*Exercise prompt:* Reproduce every one of the records below, substituting "report the coordinates" for each occurrence of "record the location" and leaving all other text unchanged.

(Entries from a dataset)
· · · ·

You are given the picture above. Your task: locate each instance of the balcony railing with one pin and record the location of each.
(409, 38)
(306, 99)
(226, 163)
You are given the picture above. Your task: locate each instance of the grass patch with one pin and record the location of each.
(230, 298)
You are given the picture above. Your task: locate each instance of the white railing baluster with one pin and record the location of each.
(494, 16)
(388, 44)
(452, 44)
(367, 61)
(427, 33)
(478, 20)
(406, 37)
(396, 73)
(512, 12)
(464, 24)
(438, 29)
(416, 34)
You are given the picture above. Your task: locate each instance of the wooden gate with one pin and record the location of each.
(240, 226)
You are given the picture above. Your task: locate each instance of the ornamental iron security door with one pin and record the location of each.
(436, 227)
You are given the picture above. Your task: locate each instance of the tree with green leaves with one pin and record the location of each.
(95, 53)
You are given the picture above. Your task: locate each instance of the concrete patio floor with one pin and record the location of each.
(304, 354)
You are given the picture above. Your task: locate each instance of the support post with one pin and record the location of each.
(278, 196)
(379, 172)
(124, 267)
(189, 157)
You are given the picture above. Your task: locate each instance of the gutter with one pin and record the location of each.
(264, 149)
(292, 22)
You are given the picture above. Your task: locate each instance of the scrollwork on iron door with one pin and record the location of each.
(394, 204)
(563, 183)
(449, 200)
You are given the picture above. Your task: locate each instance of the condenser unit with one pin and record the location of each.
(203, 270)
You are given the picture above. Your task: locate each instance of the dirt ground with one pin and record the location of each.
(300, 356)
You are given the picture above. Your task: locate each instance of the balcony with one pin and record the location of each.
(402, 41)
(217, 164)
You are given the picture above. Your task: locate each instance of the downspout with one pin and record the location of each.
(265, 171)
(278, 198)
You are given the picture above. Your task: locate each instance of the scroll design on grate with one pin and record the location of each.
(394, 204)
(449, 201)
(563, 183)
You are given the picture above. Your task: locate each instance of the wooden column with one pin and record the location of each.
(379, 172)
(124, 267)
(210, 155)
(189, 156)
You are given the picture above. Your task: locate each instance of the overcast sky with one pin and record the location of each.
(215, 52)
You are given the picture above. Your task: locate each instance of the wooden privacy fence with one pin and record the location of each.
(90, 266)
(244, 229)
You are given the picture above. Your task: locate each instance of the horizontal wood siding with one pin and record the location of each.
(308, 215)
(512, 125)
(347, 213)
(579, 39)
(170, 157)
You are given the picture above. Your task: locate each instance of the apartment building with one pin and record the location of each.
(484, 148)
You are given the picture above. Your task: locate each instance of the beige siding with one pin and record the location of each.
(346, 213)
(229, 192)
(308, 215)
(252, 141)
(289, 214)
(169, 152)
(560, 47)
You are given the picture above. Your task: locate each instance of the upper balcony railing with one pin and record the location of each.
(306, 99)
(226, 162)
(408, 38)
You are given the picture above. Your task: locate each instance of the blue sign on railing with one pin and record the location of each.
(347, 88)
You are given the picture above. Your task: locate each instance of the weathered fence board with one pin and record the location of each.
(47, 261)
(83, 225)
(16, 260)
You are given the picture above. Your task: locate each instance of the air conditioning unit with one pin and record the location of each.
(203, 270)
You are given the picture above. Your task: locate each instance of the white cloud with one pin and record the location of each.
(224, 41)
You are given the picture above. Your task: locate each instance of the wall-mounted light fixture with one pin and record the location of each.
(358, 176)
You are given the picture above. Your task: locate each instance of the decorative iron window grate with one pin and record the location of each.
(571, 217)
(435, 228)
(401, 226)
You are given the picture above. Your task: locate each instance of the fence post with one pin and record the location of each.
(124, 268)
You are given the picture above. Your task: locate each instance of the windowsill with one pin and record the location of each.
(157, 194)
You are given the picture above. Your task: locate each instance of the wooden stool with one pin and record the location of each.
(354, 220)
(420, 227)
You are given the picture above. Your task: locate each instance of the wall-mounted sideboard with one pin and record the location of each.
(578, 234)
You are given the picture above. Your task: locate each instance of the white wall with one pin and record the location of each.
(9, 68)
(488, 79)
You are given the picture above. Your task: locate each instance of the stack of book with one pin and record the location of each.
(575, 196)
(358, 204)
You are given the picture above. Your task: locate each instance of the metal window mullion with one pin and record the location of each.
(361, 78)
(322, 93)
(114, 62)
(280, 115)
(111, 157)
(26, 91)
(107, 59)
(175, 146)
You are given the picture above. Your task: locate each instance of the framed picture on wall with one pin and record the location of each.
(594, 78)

· · · ·

*Solution:*
You are given the picture above. Your task: locate each instance of the balcony railing with one pin and report the coordinates of each.
(409, 38)
(306, 99)
(226, 163)
You are given the picture above. Your task: locate each instance of the grass patch with one pin and report the coordinates of each.
(230, 298)
You are given the picture above. Your task: locate each instance of the white railing baluster with one pin and report the coordinates of each.
(494, 16)
(388, 44)
(452, 44)
(367, 61)
(427, 33)
(478, 20)
(406, 37)
(396, 73)
(512, 12)
(464, 24)
(438, 29)
(416, 34)
You are given the picture above. Your task: locate each instance of the wooden gate with one pin and report the coordinates of each.
(240, 226)
You are given the picture above. Your task: locate each instance of the ornamental iron security door with one pin and report the coordinates of each.
(436, 227)
You are given the picture above. Your task: locate each instance of the tree with green leaves with one pin and report the coordinates of each.
(95, 53)
You are given the picture above. Your task: locate each instance of the concrete patio floor with one pin and report the coordinates of each.
(304, 354)
You are given the picture above. Your task: locate each instance of the support post with one pin and report the coordinates of each.
(278, 196)
(379, 172)
(124, 267)
(189, 157)
You are given the picture above. Your task: locate each instance of the gutter with one pin and report the coordinates of each.
(264, 149)
(292, 22)
You are given the picture above. Your task: locate each instance of the scrollwork on iron door with one pin and report the coordinates of each.
(394, 204)
(563, 183)
(449, 200)
You are given the picture above. Your task: locate each instance of the condenser unit with one pin and report the coordinates of each.
(203, 270)
You are given the picture above. Your task: locate each instance of the dirt ground with one pin and report the coordinates of each.
(300, 356)
You are given the picture above. Your task: locate each instance of the balcony with one pin and report the coordinates of each.
(402, 41)
(217, 164)
You are given the picture above. Your task: locate each instance of the downspout with one pin and report the coordinates of each.
(265, 171)
(278, 198)
You are given the picture above. Your task: locate each instance of the scroll design on grate with one pin and report the coordinates of each.
(394, 204)
(449, 201)
(563, 183)
You are given the picture above. Your task: locate each instance of the wooden column with one pin and report the coordinates of each.
(379, 172)
(124, 267)
(210, 155)
(189, 156)
You are given the picture above. Your task: locate each instance of the overcast sky with one pin and report the coordinates of each.
(215, 52)
You are given the picture above. Your task: locate each instance of the wooden privacy fence with one pin and report the coordinates of each.
(90, 266)
(244, 229)
You are given the picture above. Your task: locate each instance of the horizontal wood siding with one pin and report the coordinates of each.
(308, 215)
(512, 125)
(347, 213)
(579, 39)
(170, 157)
You are given the picture above. Your task: locate each instance of the apartment building with one pin and report the coordinates of each.
(484, 148)
You are given the picture above. Your task: locate each instance of the beige siding with one pin and report the coordinates of each.
(346, 213)
(229, 192)
(308, 215)
(252, 141)
(289, 214)
(169, 152)
(560, 47)
You are given the picture above. Your task: locate each instance of the upper balcony railing with one pin and report the coordinates of each.
(306, 99)
(226, 162)
(408, 38)
You are given the picture above. Your task: locate each instance of the blue sign on railing with one pin and report the coordinates of each.
(347, 88)
You are given the picture above. Your task: locate each instance of the weathered fence board with one pin and report the coordinates of each.
(47, 261)
(83, 225)
(16, 260)
You are given the picture above. Your task: locate each instance of the air conditioning unit with one pin and report the coordinates of each.
(203, 270)
You are given the picture above. Your task: locate each instance of the white cloud with one pin and report the coordinates of each.
(224, 41)
You are given the picture above. Your task: locate each instance of the wall-mounted light fixture with one pin and report the coordinates of each.
(358, 176)
You are given the picture above. Your task: locate each instance of the decorative iron window grate with one pin and report the coordinates of each.
(571, 217)
(435, 228)
(401, 226)
You are given the picture above. Your task: locate each instance of the fence post with one pin and report the coordinates of each.
(124, 268)
You are given the picture above. Your task: locate each instance of the windowsill with one pin and report the coordinates of each.
(157, 194)
You are given the picture above. Your task: locate each instance of the wooden stool with one pin and report the coordinates of each.
(354, 220)
(420, 227)
You are given the picture above. Your task: locate each instance of the wall-mounted sideboard with one pin and report the coordinates of each.
(578, 234)
You are given the picture above. Your task: locate each instance of the white wall with one pin and report the coordinates of each.
(9, 68)
(488, 79)
You are given the picture above. Your task: locate each instance of the stack of book with one pin and report the coordinates of each.
(575, 196)
(358, 204)
You are given the picture above. Your task: locate each instance of the metal window mullion with one pin and report the coordinates of each.
(361, 78)
(322, 93)
(114, 62)
(280, 115)
(111, 157)
(26, 91)
(107, 59)
(175, 146)
You are given the picture above. Your task: locate each instance of the framed picture on wall with one pin and report the coordinates of each.
(594, 78)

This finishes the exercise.